■ **Gestellte Aufgabe 1**:
Gib aus dem Text zum erbrechtlichen Aufgebotsverfahren den Abschnitt wortgetreu wieder, der mit den Worten "Der Erbe hat die" beginnt und nach den Worten "Nachlassinsolvenz einleiten sollte." endet.

■ **Ausgangstext**:

%%

Der Erbe hat die Möglichkeit, sich dadurch zu informieren, ob und welche
Nachlassverbindlichkeiten bestehen und ob er ggf. ein
Nachlassverwaltungsverfahren oder die Nachlassinsolvenz einleiten sollte.
I.
Verfahren Allgemeines
Das erbrechtliche Aufgebotsverfahren ist ein Verfahren zur Feststellung der vorhandenen
Verbindlichkeiten und gewährt eine Einrede (§ 2015 BGB: Hat der Erbe den Antrag auf Einleitung des
Aufgebotsverfahrens der Nachlassgläubiger innerhalb eines Jahres
nach
der Annahme der Erbschaft gestellt und ist der Antrag zugelassen, so ist
der Erbe berechtigt, die Berichtigung einer Nachlassverbindlichkeit bis
zur Beendigung des Aufgebotsverfahrens zu
verweigern) während des laufenden
Verfahrens. Der Erbe kann die Befriedigung eines im Aufgebotsverfahren
ausgeschlossenen Nachlassgläubigers insoweit verweigern, als der
Nachlass durch die Befriedigung der nicht ausgeschlossenen Gläubiger
erschöpft wird. Der Erbe hat jedoch den ausgeschlossenen Gläubiger vor
den Verbindlichkeiten aus Pflichtteilsrechten, Vermächtnissen und
Auflagen zu befriedigen, es sei denn, dass der Gläubiger seine
Forderung erst nach der Berichtigung dieser Verbindlichkeiten geltend
macht, sagt das Gesetz.

%%

Einträge des Datensatzes
%%

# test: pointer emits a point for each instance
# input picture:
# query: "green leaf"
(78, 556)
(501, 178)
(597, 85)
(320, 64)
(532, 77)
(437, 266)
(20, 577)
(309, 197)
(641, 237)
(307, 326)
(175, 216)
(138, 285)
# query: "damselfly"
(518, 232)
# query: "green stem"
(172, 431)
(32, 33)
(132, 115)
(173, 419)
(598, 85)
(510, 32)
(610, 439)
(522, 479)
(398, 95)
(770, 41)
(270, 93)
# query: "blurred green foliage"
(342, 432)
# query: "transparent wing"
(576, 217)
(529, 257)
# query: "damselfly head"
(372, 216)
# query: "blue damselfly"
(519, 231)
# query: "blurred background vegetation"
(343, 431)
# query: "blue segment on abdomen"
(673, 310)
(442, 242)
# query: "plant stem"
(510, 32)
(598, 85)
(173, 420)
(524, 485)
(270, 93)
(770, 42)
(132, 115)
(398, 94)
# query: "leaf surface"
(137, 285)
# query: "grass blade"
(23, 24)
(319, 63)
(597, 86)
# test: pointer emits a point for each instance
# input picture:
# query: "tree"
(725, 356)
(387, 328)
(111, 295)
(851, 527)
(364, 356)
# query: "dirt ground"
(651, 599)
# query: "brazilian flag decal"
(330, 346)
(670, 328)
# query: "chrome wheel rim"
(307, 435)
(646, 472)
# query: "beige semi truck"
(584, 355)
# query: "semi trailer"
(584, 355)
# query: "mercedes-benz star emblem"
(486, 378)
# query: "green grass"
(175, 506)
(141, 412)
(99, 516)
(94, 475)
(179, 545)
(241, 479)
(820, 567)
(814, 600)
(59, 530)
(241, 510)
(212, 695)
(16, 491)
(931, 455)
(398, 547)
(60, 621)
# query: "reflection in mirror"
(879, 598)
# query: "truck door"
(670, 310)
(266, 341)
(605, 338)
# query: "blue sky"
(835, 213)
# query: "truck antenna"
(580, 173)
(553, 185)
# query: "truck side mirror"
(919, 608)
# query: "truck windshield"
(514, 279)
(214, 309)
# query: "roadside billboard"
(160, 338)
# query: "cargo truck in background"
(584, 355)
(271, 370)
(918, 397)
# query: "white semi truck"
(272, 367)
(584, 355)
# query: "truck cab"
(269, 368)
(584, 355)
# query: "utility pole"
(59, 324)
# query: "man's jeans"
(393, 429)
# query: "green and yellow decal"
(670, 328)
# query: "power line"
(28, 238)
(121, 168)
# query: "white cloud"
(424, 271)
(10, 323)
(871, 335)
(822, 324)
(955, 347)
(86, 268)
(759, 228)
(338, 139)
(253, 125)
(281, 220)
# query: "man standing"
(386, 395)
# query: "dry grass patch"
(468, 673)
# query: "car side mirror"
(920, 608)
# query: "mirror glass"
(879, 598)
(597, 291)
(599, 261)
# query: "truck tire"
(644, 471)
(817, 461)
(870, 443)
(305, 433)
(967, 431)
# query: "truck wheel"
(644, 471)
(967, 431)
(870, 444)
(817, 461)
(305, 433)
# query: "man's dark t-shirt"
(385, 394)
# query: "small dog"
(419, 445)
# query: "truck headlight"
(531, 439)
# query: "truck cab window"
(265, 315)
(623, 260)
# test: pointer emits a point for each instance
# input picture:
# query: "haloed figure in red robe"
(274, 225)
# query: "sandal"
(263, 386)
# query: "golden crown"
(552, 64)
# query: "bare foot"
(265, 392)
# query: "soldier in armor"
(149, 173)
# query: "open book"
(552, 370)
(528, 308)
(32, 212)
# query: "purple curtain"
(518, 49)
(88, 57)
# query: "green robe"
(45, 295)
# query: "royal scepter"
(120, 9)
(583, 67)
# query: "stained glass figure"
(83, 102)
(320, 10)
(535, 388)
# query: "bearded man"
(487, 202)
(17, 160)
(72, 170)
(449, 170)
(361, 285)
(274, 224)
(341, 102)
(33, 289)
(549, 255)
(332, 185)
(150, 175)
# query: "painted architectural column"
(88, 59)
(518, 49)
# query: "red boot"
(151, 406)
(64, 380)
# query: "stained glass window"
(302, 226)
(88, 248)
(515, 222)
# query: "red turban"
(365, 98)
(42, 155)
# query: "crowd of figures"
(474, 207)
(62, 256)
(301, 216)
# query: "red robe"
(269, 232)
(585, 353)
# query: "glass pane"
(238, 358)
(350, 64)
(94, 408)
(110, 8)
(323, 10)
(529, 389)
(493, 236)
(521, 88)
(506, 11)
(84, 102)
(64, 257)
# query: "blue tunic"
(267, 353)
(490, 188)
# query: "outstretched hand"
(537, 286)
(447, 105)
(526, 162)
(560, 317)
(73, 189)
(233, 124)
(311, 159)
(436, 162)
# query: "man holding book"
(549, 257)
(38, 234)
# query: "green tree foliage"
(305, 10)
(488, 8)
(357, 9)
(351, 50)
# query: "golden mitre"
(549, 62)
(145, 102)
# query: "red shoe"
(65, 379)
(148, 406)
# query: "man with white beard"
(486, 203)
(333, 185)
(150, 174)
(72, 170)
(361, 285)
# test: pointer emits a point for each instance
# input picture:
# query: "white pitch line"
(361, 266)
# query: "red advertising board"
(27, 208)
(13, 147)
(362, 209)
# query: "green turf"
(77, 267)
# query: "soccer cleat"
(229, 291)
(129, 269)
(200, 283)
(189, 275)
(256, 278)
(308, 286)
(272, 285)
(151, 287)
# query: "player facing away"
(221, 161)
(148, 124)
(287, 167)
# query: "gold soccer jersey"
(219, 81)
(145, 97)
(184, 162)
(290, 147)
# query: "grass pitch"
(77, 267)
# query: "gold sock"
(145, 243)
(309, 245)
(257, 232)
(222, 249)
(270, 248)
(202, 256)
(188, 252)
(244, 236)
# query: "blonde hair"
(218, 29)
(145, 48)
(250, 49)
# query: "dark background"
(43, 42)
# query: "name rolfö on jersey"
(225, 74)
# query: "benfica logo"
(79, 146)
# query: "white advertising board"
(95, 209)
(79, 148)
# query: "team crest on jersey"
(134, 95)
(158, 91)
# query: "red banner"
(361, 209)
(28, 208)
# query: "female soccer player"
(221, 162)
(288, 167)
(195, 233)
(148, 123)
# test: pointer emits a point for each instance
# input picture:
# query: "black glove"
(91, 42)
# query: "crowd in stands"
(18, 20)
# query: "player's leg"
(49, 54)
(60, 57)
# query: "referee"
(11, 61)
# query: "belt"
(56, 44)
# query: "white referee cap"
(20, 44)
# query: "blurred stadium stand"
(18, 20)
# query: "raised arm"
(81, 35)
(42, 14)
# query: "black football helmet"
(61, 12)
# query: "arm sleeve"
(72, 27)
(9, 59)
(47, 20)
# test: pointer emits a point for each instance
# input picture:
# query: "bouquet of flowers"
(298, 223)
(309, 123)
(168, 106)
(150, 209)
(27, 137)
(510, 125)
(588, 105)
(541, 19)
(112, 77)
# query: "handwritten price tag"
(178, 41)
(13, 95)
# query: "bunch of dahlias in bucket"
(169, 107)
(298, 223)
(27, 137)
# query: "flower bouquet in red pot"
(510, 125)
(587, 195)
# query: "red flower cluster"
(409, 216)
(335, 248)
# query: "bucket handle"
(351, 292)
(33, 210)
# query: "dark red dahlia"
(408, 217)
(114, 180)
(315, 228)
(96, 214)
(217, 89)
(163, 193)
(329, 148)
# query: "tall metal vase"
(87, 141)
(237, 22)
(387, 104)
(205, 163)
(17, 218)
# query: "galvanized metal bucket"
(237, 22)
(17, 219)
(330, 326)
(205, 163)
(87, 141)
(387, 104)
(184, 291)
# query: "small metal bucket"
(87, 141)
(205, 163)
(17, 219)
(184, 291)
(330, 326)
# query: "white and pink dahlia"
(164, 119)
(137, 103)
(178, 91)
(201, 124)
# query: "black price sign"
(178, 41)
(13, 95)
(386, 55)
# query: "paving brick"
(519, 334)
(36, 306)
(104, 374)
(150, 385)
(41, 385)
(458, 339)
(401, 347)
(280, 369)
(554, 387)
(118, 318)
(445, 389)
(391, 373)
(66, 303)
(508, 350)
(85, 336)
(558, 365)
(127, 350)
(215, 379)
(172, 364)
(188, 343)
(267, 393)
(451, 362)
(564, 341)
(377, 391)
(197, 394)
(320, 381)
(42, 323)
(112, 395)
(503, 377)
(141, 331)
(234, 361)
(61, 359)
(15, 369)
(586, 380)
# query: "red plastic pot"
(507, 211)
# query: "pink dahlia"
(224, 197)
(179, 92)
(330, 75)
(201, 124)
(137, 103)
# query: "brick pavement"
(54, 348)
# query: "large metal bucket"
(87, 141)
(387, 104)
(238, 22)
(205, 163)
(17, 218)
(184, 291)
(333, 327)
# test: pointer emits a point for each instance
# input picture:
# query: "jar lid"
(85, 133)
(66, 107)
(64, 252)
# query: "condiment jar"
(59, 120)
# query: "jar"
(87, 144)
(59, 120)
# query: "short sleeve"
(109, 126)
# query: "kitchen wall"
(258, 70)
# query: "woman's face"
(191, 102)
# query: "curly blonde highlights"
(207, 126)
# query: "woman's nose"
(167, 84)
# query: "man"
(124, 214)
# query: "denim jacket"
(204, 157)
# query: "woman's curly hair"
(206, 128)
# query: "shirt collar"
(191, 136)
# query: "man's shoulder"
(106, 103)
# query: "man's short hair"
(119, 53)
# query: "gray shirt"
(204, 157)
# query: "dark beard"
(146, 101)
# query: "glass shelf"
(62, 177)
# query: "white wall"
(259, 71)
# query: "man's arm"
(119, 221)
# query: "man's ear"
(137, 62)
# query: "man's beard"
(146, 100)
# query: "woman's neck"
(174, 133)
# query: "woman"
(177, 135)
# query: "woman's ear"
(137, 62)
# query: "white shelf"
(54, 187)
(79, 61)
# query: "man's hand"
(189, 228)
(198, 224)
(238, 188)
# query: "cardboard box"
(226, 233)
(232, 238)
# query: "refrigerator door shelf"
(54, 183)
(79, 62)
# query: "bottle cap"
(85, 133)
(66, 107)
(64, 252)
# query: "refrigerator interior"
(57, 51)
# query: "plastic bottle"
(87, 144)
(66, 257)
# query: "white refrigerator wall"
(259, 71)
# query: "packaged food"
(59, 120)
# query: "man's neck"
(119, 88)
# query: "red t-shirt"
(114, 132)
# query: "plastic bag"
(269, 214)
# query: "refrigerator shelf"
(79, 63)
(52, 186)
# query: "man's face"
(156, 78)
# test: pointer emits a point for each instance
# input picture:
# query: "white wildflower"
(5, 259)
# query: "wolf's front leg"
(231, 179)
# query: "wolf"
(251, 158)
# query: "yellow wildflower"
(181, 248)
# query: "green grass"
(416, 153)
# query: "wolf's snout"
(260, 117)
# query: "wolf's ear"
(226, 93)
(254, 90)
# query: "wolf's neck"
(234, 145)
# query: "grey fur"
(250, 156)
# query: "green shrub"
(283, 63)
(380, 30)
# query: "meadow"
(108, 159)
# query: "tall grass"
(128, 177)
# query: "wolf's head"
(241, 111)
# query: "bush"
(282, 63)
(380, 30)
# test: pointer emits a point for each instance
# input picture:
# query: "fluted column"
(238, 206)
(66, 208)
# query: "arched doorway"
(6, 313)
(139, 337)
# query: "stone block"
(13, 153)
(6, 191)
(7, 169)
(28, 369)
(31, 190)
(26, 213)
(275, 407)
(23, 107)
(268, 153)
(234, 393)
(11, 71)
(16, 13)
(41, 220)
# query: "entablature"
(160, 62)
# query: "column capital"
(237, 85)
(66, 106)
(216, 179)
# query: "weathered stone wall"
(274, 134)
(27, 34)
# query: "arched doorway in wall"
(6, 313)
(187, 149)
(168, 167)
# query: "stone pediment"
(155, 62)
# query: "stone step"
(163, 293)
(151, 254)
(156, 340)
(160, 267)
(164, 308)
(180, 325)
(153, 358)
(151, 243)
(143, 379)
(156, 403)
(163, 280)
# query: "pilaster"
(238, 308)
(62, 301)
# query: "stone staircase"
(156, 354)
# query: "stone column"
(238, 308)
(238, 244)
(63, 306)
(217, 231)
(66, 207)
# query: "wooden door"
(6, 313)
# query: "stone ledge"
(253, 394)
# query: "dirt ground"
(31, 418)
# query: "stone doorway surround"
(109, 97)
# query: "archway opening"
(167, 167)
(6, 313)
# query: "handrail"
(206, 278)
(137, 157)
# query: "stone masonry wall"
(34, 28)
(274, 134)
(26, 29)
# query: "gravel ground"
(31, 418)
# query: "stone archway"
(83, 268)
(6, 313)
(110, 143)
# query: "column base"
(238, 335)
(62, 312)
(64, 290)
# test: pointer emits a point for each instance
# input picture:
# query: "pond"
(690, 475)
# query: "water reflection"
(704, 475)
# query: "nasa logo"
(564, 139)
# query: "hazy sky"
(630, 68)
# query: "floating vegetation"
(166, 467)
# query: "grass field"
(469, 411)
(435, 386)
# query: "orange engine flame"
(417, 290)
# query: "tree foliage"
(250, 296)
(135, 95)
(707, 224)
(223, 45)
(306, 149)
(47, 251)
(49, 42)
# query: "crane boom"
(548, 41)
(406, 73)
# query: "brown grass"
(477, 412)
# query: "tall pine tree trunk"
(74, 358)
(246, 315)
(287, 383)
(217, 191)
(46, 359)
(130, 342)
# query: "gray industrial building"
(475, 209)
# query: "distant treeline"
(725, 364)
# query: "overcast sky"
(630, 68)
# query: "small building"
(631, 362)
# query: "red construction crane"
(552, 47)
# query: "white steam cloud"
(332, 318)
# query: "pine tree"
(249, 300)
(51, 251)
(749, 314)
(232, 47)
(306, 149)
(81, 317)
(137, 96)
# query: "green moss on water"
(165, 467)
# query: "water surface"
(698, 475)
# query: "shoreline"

%%

■ **Gestellte Aufgabe 2**:
Führe jede Zeile der obigen Datensätze unverändert auf, in der die Zeichenfolge "archway" vorkommt.

■ **Richtige Antwort 1**:
Der Erbe hat die Möglichkeit, sich dadurch zu informieren, ob und welche
Nachlassverbindlichkeiten bestehen und ob er ggf. ein
Nachlassverwaltungsverfahren oder die Nachlassinsolvenz einleiten sollte.

■ **Richtige Antwort 2**:
# query: "archway opening"
# query: "stone archway"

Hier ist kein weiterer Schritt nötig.